Tareas del ejercicio:
(A) Según el fragmento sobre el gaucho, ¿a qué edad ya es un hombre completo?
(B) Transcribe del fragmento sobre el gaucho el pasaje que empieza con "El gaucho, lo" y sigue hasta "desprecia todo poder...".
++++ Fragmento
EL GAUCHO Y EL INDIO PAMPA (1855)
BENJAMÍN VICUÑA MACKENNA
El gaucho de la pampa es como el árabe del desierto, es el beduino de la América, su traje, sus costumbres, su vida es una copia bruta y sin poesía de la Arabia de Saladino; su chiripá es el bornuz, su caballo su única propiedad, el puñal es su amigo, y su casa la sombra del ombú cuyo follaje lo refresca en la travesía cual el árabe reposa al pie de la palmera.
El gaucho nace en el suelo, abre los ojos sorprendidos en una chigua, crece revolcándose en las cenizas y jugando con la catana que es muchas veces el único mueble de la casa. Su primera salida al campo es con el lazo, y su próximo ensayo consiste en bolear un avestruz o ayudar a su padre a decollar un toruno. A los 15 años ya el gaucho es un hombre completo, porque está instruido en todos los resortes de su vida salvaje y no aprenderá otros; su libertad absoluta le indica desde entonces la extensión de su señorío; en un rey en la soledad, las pampas son su dominio, sus vasallos es todo lo que está al alcance de su lazo. El único rival que la naturaleza le ha creado es el indio pampa, animal feroz que mata o muere en sus correrías, pero el gaucho pampero lo ha subyugado al fin. El gaucho es hoy día omnipotente.
El gaucho, lo hemos dicho, es el soberano de la pampa. No posee nada, pero es dueño absoluto en el mundo en que vive. Si su caballo se cansa en la travesía, su lazo le da otro; si tiene hambre, sus bolas proveen su estómago con la carne que elija en el suelto ganado, o bien de la avestruz y del león, o ya de las aves acuáticas que lo visitan en el invierno, o bien de la perdiz que fascina con una vuelta de su caballo y mata con su rebenque. La carne es siempre su único alimento. El gaucho pampeano no ha visto tal vez en toda su vida los ranchos de San Luis en medio de la pampa; pero a él ¿qué le importa?: ése es otro reino, ahí hay subdelegados, cepo y policía; él es libre, es soberano, es más todavía, es omnipotente porque desprecia todo poder...
El único adversario que ha osado hasta aquí invadir sus dominios es el indio del Sur, que es al gaucho de la pampa, lo que el tigre al león, y en efecto, el gaucho y el indio se aborrecen y se descuartizan como el león y el tigre. El indio pampa es una bestia feroz; anda desnudo sobre el lomo del caballo con la lanza por único atavío y el pelo negro y áspero como una crin sujeta sobre la aplastada frente con una tira de trapo mugriento o bayeta colorada por único atavío. Su único rasgo humano, que lo acerca al instinto del bruto, es un indomable valor, porque el indio pampa sólo sabe dos cosas: matar y morir. No perdona nunca ni gusta que lo perdonen.
++++++++
++++ Material proporcionado
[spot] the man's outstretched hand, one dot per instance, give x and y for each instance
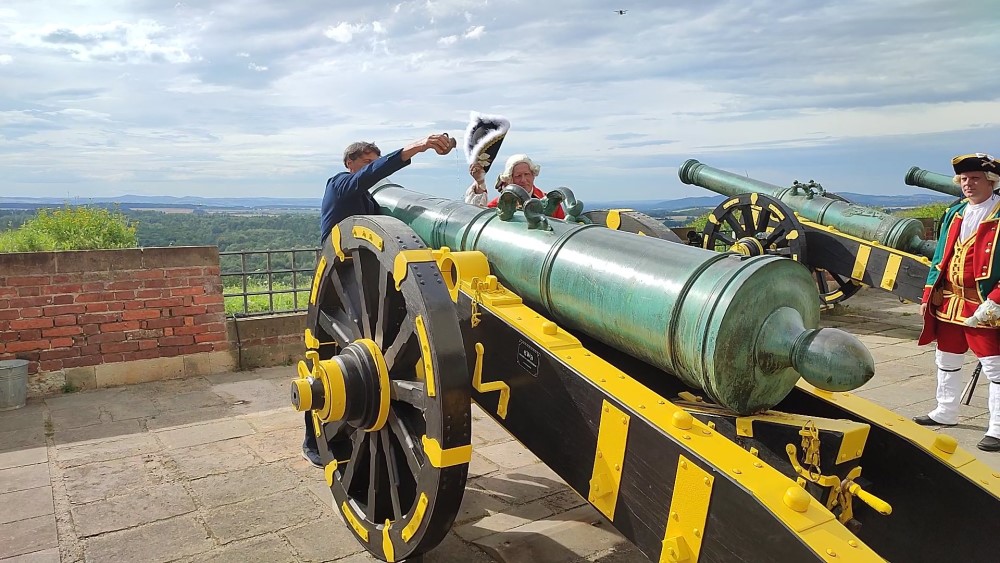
++++++++
Resultados en orden:
(A) A los 15 años.

(B)
El gaucho, lo hemos dicho, es el soberano de la pampa. No posee nada, pero es dueño absoluto en el mundo en que vive. Si su caballo se cansa en la travesía, su lazo le da otro; si tiene hambre, sus bolas proveen su estómago con la carne que elija en el suelto ganado, o bien de la avestruz y del león, o ya de las aves acuáticas que lo visitan en el invierno, o bien de la perdiz que fascina con una vuelta de su caballo y mata con su rebenque. La carne es siempre su único alimento. El gaucho pampeano no ha visto tal vez en toda su vida los ranchos de San Luis en medio de la pampa; pero a él ¿qué le importa?: ése es otro reino, ahí hay subdelegados, cepo y policía; él es libre, es soberano, es más todavía, es omnipotente porque desprecia todo poder...